## Dataset content:
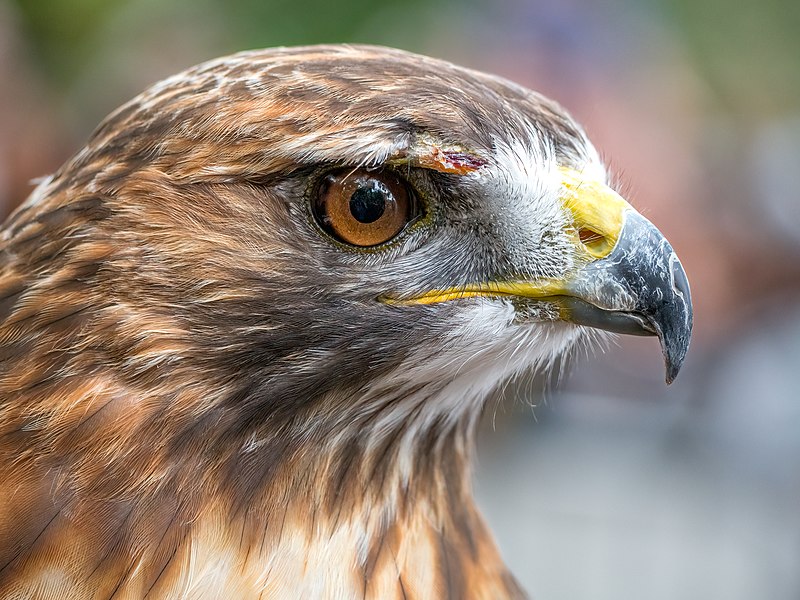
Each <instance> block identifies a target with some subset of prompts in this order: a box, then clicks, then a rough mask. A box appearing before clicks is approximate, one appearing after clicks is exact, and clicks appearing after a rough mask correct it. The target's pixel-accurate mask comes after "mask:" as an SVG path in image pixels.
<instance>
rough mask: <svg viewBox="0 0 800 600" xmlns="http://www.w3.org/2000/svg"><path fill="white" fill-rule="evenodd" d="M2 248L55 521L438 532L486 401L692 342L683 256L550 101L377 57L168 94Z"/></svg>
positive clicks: (14, 216)
mask: <svg viewBox="0 0 800 600" xmlns="http://www.w3.org/2000/svg"><path fill="white" fill-rule="evenodd" d="M3 244H4V254H3V256H4V259H3V260H4V261H5V262H4V263H3V268H4V282H5V284H4V285H5V288H4V289H6V291H7V293H6V295H5V298H11V300H10V301H9V302H5V303H4V304H2V308H3V310H4V311H5V312H4V313H3V315H2V316H3V318H4V319H5V321H4V324H3V325H2V330H0V331H1V332H2V334H3V336H4V337H3V339H4V340H5V341H6V349H7V350H8V352H7V353H6V354H7V355H9V356H12V358H9V359H7V360H8V361H10V362H8V364H9V365H10V366H11V367H13V368H17V367H18V368H19V369H22V370H17V372H16V375H14V376H13V377H12V375H4V377H5V379H4V380H3V389H4V390H5V393H6V396H7V397H8V398H10V400H9V402H8V403H7V407H6V408H5V409H4V410H5V413H4V420H3V422H4V423H5V424H6V426H7V427H14V426H18V425H20V424H23V425H24V424H25V423H27V424H28V425H27V426H28V430H29V431H36V432H38V433H37V434H36V435H34V436H32V437H31V440H32V441H30V440H29V441H30V443H31V444H32V446H31V448H36V451H37V452H40V455H39V456H37V457H36V458H35V461H36V464H38V465H48V464H50V463H48V461H58V464H59V465H60V466H59V468H60V469H62V470H64V471H66V472H70V473H72V475H71V476H70V478H69V481H68V482H67V483H64V484H63V486H64V487H62V488H58V489H63V490H69V494H67V495H66V496H65V497H64V500H63V502H64V503H69V502H75V503H76V504H80V498H81V497H87V496H90V497H93V498H98V497H113V498H120V497H124V498H128V499H130V500H131V502H133V501H134V500H135V499H137V498H143V497H146V498H149V499H151V500H152V499H153V498H164V497H166V496H168V497H169V498H170V501H174V502H173V504H174V506H175V507H174V509H173V510H174V511H175V512H176V513H180V514H182V515H183V514H184V513H186V514H190V513H191V515H195V516H196V515H197V514H200V513H201V512H202V511H201V510H200V508H198V507H200V506H203V502H202V501H201V500H199V499H198V498H199V497H201V496H202V495H203V494H209V495H215V497H217V498H225V499H226V500H225V501H222V500H218V501H217V504H215V506H222V507H225V509H224V510H227V511H228V513H226V514H229V517H228V518H233V517H230V514H234V515H236V514H241V511H242V510H243V508H242V507H253V506H260V507H262V509H263V510H262V511H261V512H262V513H264V514H267V515H269V514H271V513H270V511H271V510H273V509H275V507H280V506H283V504H285V503H287V502H288V503H291V502H295V501H296V502H302V503H305V504H303V506H305V507H306V509H305V510H307V513H306V514H314V515H323V514H324V515H326V517H325V518H326V519H328V521H327V522H328V523H329V525H328V527H329V528H330V530H331V531H333V530H334V529H335V527H336V526H335V525H334V523H339V522H341V519H343V517H341V515H342V513H343V512H344V513H348V514H350V515H351V519H350V521H348V522H351V521H354V520H358V518H360V517H356V516H352V515H364V514H365V513H364V511H365V510H367V508H368V507H369V506H372V507H373V508H374V507H376V506H379V507H381V508H380V510H377V509H375V510H374V511H373V512H374V514H375V515H378V516H375V517H374V519H375V520H374V523H373V521H372V520H370V519H373V517H369V518H367V517H364V522H365V523H369V525H364V528H365V529H364V531H368V532H372V533H375V534H376V535H377V534H378V533H380V532H381V531H382V532H383V534H385V533H386V531H387V528H391V526H392V525H391V524H393V523H395V522H396V520H397V519H399V518H400V516H399V515H413V514H416V513H414V509H412V508H411V507H412V506H416V504H415V502H417V501H421V499H427V500H426V502H427V506H428V507H429V510H430V511H432V512H431V513H430V514H433V515H435V518H434V517H431V519H432V521H431V522H437V523H438V522H439V521H437V519H440V520H441V522H442V523H444V522H447V523H450V522H458V523H459V524H460V526H459V527H460V530H461V529H463V530H465V531H466V530H470V531H472V530H475V529H476V528H477V529H480V525H479V523H478V521H476V519H477V517H475V516H474V514H473V509H471V508H463V507H464V506H467V504H469V506H471V503H469V502H468V501H467V500H466V498H468V496H469V485H468V483H465V481H467V480H468V468H467V464H468V460H467V458H468V454H469V448H470V447H471V437H472V433H473V427H474V424H475V422H476V420H477V417H478V415H479V414H480V410H481V406H482V403H483V400H484V398H485V397H486V395H487V394H488V393H489V392H490V391H491V390H492V389H493V388H494V387H495V386H497V385H498V384H499V383H500V382H502V381H503V380H505V379H507V378H508V377H510V376H511V375H513V374H514V373H517V372H519V371H521V370H525V369H529V368H532V367H537V366H538V367H547V366H548V365H549V364H550V363H551V362H552V361H553V360H554V359H555V358H556V357H558V356H559V355H561V354H563V353H564V352H565V351H567V350H568V349H569V348H570V347H572V346H574V345H575V344H577V343H581V341H582V340H584V341H589V340H593V339H595V338H598V337H601V335H600V334H599V333H597V332H598V331H612V332H620V333H632V334H637V335H655V336H658V338H659V339H660V341H661V345H662V349H663V351H664V356H665V359H666V366H667V381H668V382H669V381H671V380H672V379H673V378H674V377H675V375H676V374H677V372H678V369H679V368H680V366H681V363H682V361H683V358H684V355H685V352H686V349H687V346H688V343H689V335H690V330H691V321H692V313H691V301H690V297H689V288H688V284H687V281H686V277H685V274H684V271H683V269H682V267H681V265H680V262H679V261H678V259H677V257H676V256H675V253H674V252H673V251H672V248H671V247H670V245H669V243H668V242H667V241H666V240H665V238H664V237H663V236H662V235H661V234H660V233H659V232H658V230H657V229H656V228H655V227H654V226H653V225H652V224H650V223H649V222H648V221H647V220H646V219H645V218H644V217H642V216H641V215H640V214H639V213H637V212H636V211H635V210H634V209H633V208H632V207H631V206H630V205H629V204H628V203H627V202H626V201H625V200H623V199H622V198H621V197H620V196H619V195H618V194H617V193H616V192H615V191H613V189H612V188H611V187H609V185H608V182H607V174H606V170H605V169H604V167H603V164H602V163H601V161H600V159H599V157H598V153H597V152H596V150H595V149H594V148H593V147H592V145H591V143H590V142H589V140H588V139H587V137H586V135H585V134H584V132H583V130H582V129H581V128H580V126H579V125H577V124H576V123H575V122H574V121H573V120H572V119H571V118H570V117H569V115H567V114H566V113H565V112H564V111H563V110H562V109H561V108H560V107H559V106H558V105H557V104H555V103H554V102H552V101H549V100H547V99H545V98H544V97H542V96H540V95H538V94H536V93H534V92H531V91H529V90H527V89H524V88H522V87H520V86H518V85H515V84H513V83H511V82H508V81H505V80H503V79H500V78H498V77H493V76H490V75H486V74H482V73H478V72H475V71H471V70H468V69H463V68H459V67H456V66H454V65H451V64H449V63H446V62H442V61H438V60H433V59H430V58H425V57H422V56H417V55H413V54H409V53H405V52H401V51H398V50H389V49H383V48H376V47H368V46H317V47H305V48H290V49H276V50H268V51H256V52H246V53H242V54H237V55H235V56H232V57H228V58H223V59H220V60H216V61H212V62H209V63H206V64H203V65H200V66H198V67H195V68H193V69H190V70H188V71H186V72H184V73H181V74H180V75H177V76H175V77H172V78H170V79H167V80H165V81H164V82H161V83H159V84H156V85H155V86H153V87H152V88H150V89H149V90H147V91H146V92H144V93H143V94H142V95H140V96H139V97H137V98H135V99H134V100H132V101H131V102H129V103H128V104H126V105H124V106H123V107H121V108H120V109H119V110H117V111H116V112H115V113H113V114H112V115H111V116H110V117H109V118H108V119H107V120H106V121H105V122H104V123H103V124H102V125H101V126H100V127H99V128H98V130H97V131H96V132H95V133H94V135H93V136H92V138H91V139H90V141H89V142H88V144H87V146H86V147H85V148H84V149H83V150H82V151H81V152H80V153H79V154H77V155H76V156H75V157H74V158H73V159H72V160H71V161H69V162H68V163H67V164H66V165H65V166H64V167H63V168H62V169H61V170H60V171H59V172H58V173H56V174H55V175H54V176H53V177H51V178H50V179H48V180H47V181H45V182H44V183H43V184H42V185H41V186H40V187H39V188H38V189H37V191H36V192H35V193H34V194H33V196H32V197H31V199H30V200H29V201H28V202H27V203H26V204H25V205H24V206H23V207H22V208H21V209H20V210H19V211H18V212H17V213H16V214H15V215H14V216H13V217H12V218H11V219H10V221H9V222H8V223H7V224H6V229H5V232H4V241H3ZM20 324H22V325H20ZM14 357H16V358H14ZM23 357H24V358H23ZM15 361H16V362H15ZM25 361H27V362H25ZM23 362H24V365H23ZM25 365H27V366H26V368H22V367H23V366H25ZM13 368H12V371H13ZM12 379H13V381H12ZM12 401H13V402H12ZM14 402H16V403H17V404H16V405H15V406H19V403H22V402H24V404H25V407H26V408H25V409H24V410H19V409H18V408H9V407H10V406H12V404H14ZM100 407H102V408H100ZM95 410H97V411H98V414H100V411H105V412H104V413H102V414H104V415H106V416H105V417H104V418H100V419H98V428H95V427H94V426H92V427H90V428H85V427H83V426H82V424H83V423H84V420H85V419H86V418H87V415H91V414H94V411H95ZM31 422H35V423H34V425H30V423H31ZM82 427H83V428H82ZM98 432H99V433H98ZM109 444H110V445H109ZM75 448H79V451H78V450H75ZM65 456H66V457H67V458H64V457H65ZM31 460H32V461H33V460H34V459H33V458H31ZM31 464H33V463H31ZM31 468H32V467H31ZM42 468H44V467H42ZM48 472H49V471H48ZM311 473H313V475H311ZM104 494H105V496H104ZM165 494H166V496H164V495H165ZM173 504H170V506H173ZM431 507H433V508H431ZM36 510H44V509H43V508H42V507H38V508H37V509H36ZM219 510H221V511H223V512H224V510H223V509H222V508H220V509H219ZM298 510H299V509H298ZM426 510H427V509H426ZM75 511H77V509H75ZM75 511H73V514H80V511H77V512H75ZM181 511H183V512H181ZM45 512H46V511H45ZM245 512H247V514H248V515H250V512H249V509H248V510H247V511H245ZM273 512H274V510H273ZM301 512H302V511H301ZM259 514H261V513H259ZM298 514H299V513H298ZM370 514H371V513H370ZM334 515H338V516H337V517H336V518H334ZM184 516H185V515H184ZM262 516H263V515H262ZM76 518H77V517H76ZM85 518H86V519H90V517H89V516H87V517H85ZM191 518H194V517H186V518H184V521H182V522H189V523H191V522H192V521H191ZM222 518H223V519H224V518H225V517H222ZM248 518H253V519H254V518H255V517H253V516H252V515H251V516H249V517H248ZM315 518H316V517H315ZM319 518H322V517H319ZM409 518H410V517H409ZM186 519H190V520H189V521H186ZM298 519H299V517H298ZM337 519H339V520H337ZM300 520H302V519H300ZM406 524H407V525H408V523H406ZM316 526H317V527H320V525H319V522H317V525H316ZM408 526H409V527H411V525H408ZM104 527H105V529H104V531H105V532H106V535H110V534H108V531H110V530H111V529H113V528H110V527H107V526H104ZM187 527H188V526H187ZM298 527H299V526H298ZM258 529H259V532H260V531H261V529H262V528H261V526H259V527H258ZM323 529H324V528H323ZM440 529H441V530H442V531H443V530H444V529H445V527H444V525H442V527H441V528H440ZM450 529H451V530H452V529H454V528H450ZM455 529H459V528H455ZM265 531H266V530H265ZM281 531H283V530H281ZM326 531H327V530H326ZM337 531H338V530H337ZM187 535H188V534H187ZM237 535H238V534H237ZM243 535H244V534H243ZM265 536H266V533H265ZM275 536H276V537H275V539H276V540H280V535H278V534H277V533H276V534H275ZM384 537H385V536H384ZM367 538H369V536H368V535H367V534H366V533H365V534H364V537H363V538H359V539H360V540H361V541H360V542H358V544H360V547H361V548H362V550H363V548H367V549H368V548H372V546H370V543H368V542H367V541H364V539H367ZM170 539H171V538H170ZM176 539H180V536H178V538H176ZM331 539H333V538H332V537H331ZM470 539H472V538H470ZM473 542H474V540H473ZM278 543H279V542H278V541H275V544H276V545H277V544H278ZM449 543H450V542H447V544H449ZM465 543H466V542H465ZM176 544H177V542H176ZM447 544H444V545H443V546H442V547H443V548H446V547H448V546H447ZM453 544H455V542H453ZM478 545H480V544H478ZM276 547H277V546H276ZM454 547H455V546H454ZM471 547H475V544H474V543H473V544H472V546H471ZM358 556H359V557H362V558H363V557H368V556H369V552H368V551H366V550H364V551H363V552H362V553H361V554H359V555H358ZM475 556H477V555H475ZM475 556H473V558H472V559H470V560H473V561H474V562H475V564H478V563H480V562H481V561H480V560H478V559H477V558H475ZM307 560H310V559H307ZM359 560H360V559H359ZM376 560H377V559H376ZM356 562H358V561H356ZM368 562H369V561H368V560H367V559H366V558H364V560H363V561H362V562H359V563H358V564H362V563H364V564H367V563H368ZM362 566H363V565H362ZM373 567H374V565H373ZM450 567H451V570H452V564H451V565H450ZM364 568H365V569H366V568H367V567H364ZM398 568H399V567H398ZM476 568H477V567H476Z"/></svg>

## Try it:
From the material above, state how many lines hold the word "clicks", giving nothing but the number.

## Output for this exercise:
2